**Sunulan alıntı**
Cumhurbaşkanı Yardımcısı Fuat Oktay ve Çevre, Şehircilik ve İklim Değişikliği Bakanı Murat Kurum da katılamadıkları zirvenin açılışına görüntülü mesaj gönderdi.
Cumhurbaşkanı Yardımcısı Fuat Oktay video mesajında, küresel ısınmanın ve buna bağlı olarak ortaya çıkan iklim değişikliği fenomeninin insanlık tarihindeki en ciddi meydan okumalarının başında geldiğini söyleyerek, “Dünyanın dört bir yanında küresel iklim değişikliği kaynaklı salgınlar, afetler, krizler -maalesef- her geçen gün etkisini arttırıyor. Bugün yaşanan sıkıntının ana kaynağı olan sera gazı emisyonunda tarihsel bir sorumluluğumuz bulunmasa da, bu olumsuzluklardan etkilenen ülkelerden biri olarak dünyamızın ortak geleceğine dair sorumluluk taşıyor olmanın bilinci ile gerekli tüm adımları atıyoruz. Geleneksel enerji kaynaklarının kullanımını azaltıyor, bölgemizde bizi öncü bir konuma getirecek derecede yenilenebilir ve temiz enerji kaynaklarını yaygınlaştırarak enerji verimliliğini arttırıyoruz” dedi.

**Verilen görev a**
İklim zirvesiyle ilgili alıntıya göre açılışa görüntülü mesaj gönderen Çevre, Şehircilik ve İklim Değişikliği Bakanı kimdir?

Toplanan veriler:
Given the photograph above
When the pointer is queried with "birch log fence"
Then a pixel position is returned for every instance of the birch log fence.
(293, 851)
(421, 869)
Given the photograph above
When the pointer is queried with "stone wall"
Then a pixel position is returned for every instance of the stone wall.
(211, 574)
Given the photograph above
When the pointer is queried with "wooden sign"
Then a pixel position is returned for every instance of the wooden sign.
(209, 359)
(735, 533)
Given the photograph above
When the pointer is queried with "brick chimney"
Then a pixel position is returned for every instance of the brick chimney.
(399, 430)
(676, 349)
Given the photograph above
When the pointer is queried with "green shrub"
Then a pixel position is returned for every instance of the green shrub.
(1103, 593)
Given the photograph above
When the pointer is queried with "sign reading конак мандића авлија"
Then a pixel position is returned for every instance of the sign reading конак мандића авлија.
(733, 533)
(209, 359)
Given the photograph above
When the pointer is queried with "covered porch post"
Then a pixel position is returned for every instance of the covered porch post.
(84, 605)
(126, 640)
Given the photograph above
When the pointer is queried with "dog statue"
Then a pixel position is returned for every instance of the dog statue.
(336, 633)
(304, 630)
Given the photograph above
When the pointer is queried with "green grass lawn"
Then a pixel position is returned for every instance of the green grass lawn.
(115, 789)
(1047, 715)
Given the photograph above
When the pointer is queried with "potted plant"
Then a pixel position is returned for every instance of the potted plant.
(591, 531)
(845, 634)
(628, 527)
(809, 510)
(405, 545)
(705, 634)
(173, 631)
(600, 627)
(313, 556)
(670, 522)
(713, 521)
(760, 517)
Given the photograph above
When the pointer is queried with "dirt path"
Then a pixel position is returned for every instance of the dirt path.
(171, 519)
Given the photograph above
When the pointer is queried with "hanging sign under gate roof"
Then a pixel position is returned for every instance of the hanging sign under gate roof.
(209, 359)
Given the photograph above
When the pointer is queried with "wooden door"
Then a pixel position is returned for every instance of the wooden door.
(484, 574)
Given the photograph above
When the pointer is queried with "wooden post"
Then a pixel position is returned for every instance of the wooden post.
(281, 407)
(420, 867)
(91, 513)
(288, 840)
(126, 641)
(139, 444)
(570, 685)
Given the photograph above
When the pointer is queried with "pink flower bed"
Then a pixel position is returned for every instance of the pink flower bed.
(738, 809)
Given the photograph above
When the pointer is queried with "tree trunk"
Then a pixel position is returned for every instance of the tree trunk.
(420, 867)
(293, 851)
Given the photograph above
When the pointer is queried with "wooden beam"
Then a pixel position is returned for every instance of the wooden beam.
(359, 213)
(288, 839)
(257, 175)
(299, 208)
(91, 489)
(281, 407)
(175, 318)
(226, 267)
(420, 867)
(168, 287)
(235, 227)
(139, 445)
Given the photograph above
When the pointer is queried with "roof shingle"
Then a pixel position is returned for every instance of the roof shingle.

**Verilen görev b**
Kayıtların başından başlayıp "(1047, 715)" ifadesini içeren satırla biten bölümü, iki uç satır da dahil olmak üzere numaralı liste hâlinde düzenle. Boş satırları listeye alma.

**Tam cevap a**
Murat Kurum

**Tam cevap b**
1. Given the photograph above
2. When the pointer is queried with "birch log fence"
3. Then a pixel position is returned for every instance of the birch log fence.
4. (293, 851)
5. (421, 869)
6. Given the photograph above
7. When the pointer is queried with "stone wall"
8. Then a pixel position is returned for every instance of the stone wall.
9. (211, 574)
10. Given the photograph above
11. When the pointer is queried with "wooden sign"
12. Then a pixel position is returned for every instance of the wooden sign.
13. (209, 359)
14. (735, 533)
15. Given the photograph above
16. When the pointer is queried with "brick chimney"
17. Then a pixel position is returned for every instance of the brick chimney.
18. (399, 430)
19. (676, 349)
20. Given the photograph above
21. When the pointer is queried with "green shrub"
22. Then a pixel position is returned for every instance of the green shrub.
23. (1103, 593)
24. Given the photograph above
25. When the pointer is queried with "sign reading конак мандића авлија"
26. Then a pixel position is returned for every instance of the sign reading конак мандића авлија.
27. (733, 533)
28. (209, 359)
29. Given the photograph above
30. When the pointer is queried with "covered porch post"
31. Then a pixel position is returned for every instance of the covered porch post.
32. (84, 605)
33. (126, 640)
34. Given the photograph above
35. When the pointer is queried with "dog statue"
36. Then a pixel position is returned for every instance of the dog statue.
37. (336, 633)
38. (304, 630)
39. Given the photograph above
40. When the pointer is queried with "green grass lawn"
41. Then a pixel position is returned for every instance of the green grass lawn.
42. (115, 789)
43. (1047, 715)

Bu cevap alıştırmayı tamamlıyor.